**Directions for this task**: Reproduce the lines in the entries below from the line with "vegetation shown in the photo above." to the line with "Target: green vegetation", inclusive, unchanged.

**Listed records**:
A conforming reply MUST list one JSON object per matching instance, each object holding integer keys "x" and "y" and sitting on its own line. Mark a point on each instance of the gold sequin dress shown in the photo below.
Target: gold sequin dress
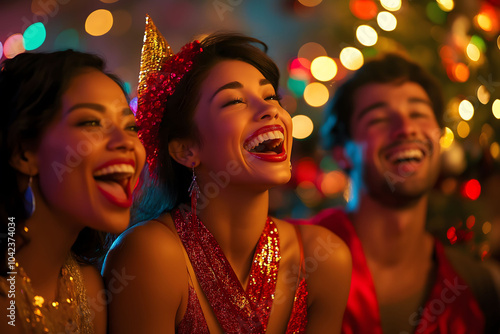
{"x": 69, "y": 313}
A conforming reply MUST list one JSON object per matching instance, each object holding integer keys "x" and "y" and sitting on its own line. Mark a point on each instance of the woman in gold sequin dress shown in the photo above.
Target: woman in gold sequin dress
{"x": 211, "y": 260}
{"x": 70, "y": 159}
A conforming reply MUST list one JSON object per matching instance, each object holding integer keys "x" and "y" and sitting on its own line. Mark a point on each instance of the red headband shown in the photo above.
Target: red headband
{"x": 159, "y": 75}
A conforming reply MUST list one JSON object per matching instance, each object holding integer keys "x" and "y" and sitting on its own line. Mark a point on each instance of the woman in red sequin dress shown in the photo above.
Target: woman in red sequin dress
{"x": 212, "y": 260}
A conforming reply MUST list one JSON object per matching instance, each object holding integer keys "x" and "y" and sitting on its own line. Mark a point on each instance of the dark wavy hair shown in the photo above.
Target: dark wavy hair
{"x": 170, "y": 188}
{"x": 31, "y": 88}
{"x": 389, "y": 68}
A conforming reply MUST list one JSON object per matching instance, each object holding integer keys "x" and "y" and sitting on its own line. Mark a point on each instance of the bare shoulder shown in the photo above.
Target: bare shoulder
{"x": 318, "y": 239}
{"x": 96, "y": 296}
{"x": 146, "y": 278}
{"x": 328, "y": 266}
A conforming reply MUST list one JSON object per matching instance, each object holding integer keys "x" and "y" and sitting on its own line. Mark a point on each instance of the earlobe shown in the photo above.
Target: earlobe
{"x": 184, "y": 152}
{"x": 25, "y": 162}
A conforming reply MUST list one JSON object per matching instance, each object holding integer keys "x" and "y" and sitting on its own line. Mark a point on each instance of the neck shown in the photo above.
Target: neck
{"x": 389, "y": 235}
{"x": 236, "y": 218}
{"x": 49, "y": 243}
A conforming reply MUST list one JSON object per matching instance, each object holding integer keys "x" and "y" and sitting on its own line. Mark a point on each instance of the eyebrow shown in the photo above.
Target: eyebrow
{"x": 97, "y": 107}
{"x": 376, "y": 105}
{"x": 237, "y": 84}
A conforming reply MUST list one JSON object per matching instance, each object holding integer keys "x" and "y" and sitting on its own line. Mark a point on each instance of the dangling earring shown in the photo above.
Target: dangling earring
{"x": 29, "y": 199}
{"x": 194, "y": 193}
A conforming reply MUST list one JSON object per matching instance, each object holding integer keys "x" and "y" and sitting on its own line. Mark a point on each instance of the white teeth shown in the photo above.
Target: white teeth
---
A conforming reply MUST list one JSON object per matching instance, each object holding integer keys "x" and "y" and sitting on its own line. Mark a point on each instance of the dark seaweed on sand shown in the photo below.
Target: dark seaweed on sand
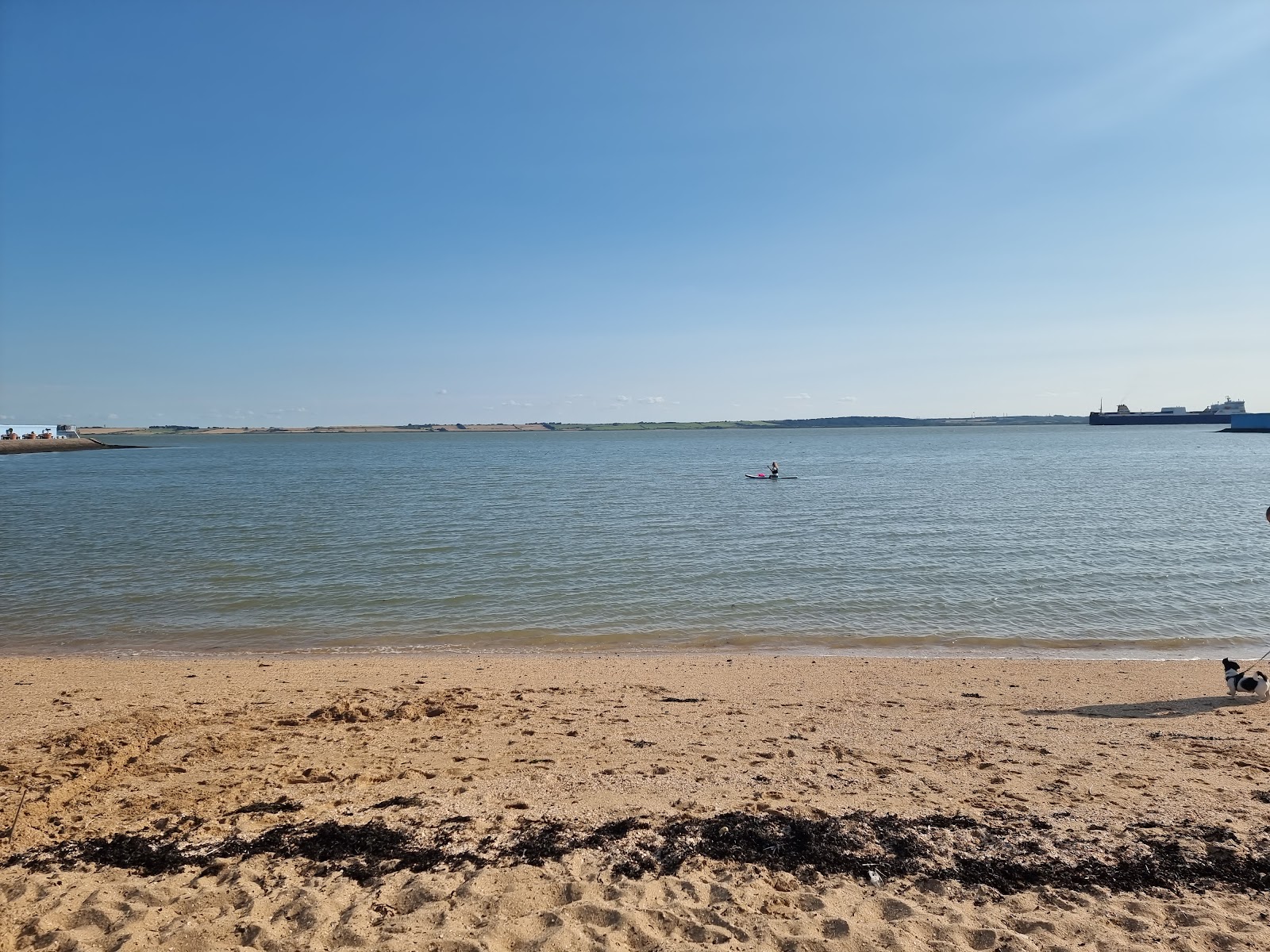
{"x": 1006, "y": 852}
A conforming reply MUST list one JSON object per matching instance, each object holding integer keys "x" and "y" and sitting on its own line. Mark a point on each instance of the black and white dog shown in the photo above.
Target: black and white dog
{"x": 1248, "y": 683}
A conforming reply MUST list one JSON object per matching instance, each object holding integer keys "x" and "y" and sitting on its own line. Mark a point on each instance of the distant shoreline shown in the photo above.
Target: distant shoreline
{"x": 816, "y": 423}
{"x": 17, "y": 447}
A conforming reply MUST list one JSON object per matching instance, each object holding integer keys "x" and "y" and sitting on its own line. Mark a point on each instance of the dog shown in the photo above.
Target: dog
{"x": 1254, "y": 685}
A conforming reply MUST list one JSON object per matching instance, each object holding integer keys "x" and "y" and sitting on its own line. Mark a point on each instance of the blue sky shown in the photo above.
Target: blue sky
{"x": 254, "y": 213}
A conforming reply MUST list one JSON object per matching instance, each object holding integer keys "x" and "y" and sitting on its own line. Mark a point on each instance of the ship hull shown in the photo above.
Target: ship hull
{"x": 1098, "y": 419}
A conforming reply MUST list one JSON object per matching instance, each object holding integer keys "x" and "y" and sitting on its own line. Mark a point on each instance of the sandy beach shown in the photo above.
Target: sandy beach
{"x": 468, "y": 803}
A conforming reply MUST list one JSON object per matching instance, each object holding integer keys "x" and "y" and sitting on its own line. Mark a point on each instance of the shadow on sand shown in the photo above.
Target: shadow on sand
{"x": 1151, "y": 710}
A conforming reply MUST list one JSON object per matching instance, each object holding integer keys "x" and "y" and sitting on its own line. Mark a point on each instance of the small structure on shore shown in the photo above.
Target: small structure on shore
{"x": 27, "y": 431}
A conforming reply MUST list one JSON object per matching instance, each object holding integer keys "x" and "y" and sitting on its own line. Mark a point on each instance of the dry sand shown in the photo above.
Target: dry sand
--
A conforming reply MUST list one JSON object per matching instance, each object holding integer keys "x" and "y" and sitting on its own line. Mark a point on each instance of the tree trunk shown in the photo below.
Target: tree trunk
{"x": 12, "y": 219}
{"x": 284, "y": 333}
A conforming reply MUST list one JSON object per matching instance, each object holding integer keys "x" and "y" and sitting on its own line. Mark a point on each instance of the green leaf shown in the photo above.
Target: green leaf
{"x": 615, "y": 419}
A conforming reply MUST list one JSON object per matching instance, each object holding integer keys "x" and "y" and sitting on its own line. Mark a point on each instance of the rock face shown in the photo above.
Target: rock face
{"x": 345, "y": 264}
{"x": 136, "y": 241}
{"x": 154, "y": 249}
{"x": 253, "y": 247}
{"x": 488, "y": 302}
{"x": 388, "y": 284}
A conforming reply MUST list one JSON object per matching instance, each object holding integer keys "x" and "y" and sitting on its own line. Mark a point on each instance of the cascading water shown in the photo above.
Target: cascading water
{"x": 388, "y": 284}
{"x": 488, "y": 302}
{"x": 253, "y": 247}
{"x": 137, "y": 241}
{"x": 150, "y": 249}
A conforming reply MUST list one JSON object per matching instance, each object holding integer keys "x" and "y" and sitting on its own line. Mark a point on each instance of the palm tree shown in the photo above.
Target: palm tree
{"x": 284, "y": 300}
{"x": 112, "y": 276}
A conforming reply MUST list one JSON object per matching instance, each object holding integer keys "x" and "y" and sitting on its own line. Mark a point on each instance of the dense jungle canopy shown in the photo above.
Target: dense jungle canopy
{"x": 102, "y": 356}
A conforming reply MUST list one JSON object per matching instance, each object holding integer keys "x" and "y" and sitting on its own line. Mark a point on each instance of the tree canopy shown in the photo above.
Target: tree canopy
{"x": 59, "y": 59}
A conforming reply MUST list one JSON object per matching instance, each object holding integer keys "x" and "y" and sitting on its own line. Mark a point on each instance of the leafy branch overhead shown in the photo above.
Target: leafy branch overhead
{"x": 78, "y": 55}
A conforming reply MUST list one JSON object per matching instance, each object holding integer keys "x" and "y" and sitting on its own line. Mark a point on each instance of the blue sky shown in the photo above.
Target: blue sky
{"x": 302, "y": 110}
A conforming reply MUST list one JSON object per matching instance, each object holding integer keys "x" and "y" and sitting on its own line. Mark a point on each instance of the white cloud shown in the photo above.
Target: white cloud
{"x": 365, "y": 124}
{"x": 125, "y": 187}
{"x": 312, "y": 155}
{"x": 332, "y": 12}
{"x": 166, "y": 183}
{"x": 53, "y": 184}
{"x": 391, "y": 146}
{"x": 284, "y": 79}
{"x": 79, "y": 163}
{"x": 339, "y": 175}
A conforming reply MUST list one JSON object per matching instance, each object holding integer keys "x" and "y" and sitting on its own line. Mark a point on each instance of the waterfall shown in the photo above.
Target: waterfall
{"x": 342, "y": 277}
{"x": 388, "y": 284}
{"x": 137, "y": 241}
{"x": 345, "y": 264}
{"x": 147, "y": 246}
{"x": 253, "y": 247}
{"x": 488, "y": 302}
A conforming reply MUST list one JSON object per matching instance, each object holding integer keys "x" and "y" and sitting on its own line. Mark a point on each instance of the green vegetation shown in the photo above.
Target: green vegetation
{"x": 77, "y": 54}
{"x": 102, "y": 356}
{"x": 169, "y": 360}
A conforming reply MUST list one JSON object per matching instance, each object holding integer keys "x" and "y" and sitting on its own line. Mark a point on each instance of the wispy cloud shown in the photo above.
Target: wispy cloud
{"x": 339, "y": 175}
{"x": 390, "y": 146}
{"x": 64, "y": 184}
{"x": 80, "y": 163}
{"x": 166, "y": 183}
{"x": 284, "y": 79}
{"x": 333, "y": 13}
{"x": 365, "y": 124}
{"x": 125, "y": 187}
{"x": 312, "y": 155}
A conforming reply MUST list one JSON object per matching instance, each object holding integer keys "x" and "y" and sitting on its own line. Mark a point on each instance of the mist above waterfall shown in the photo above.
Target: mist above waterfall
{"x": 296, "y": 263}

**Solved exercise**:
A conforming reply MUST list one JSON object per matching instance, each object holding integer keys "x" and "y" and sitting on its own line. Mark a point on each instance of the green vegetation shown in the photo above.
Target: green vegetation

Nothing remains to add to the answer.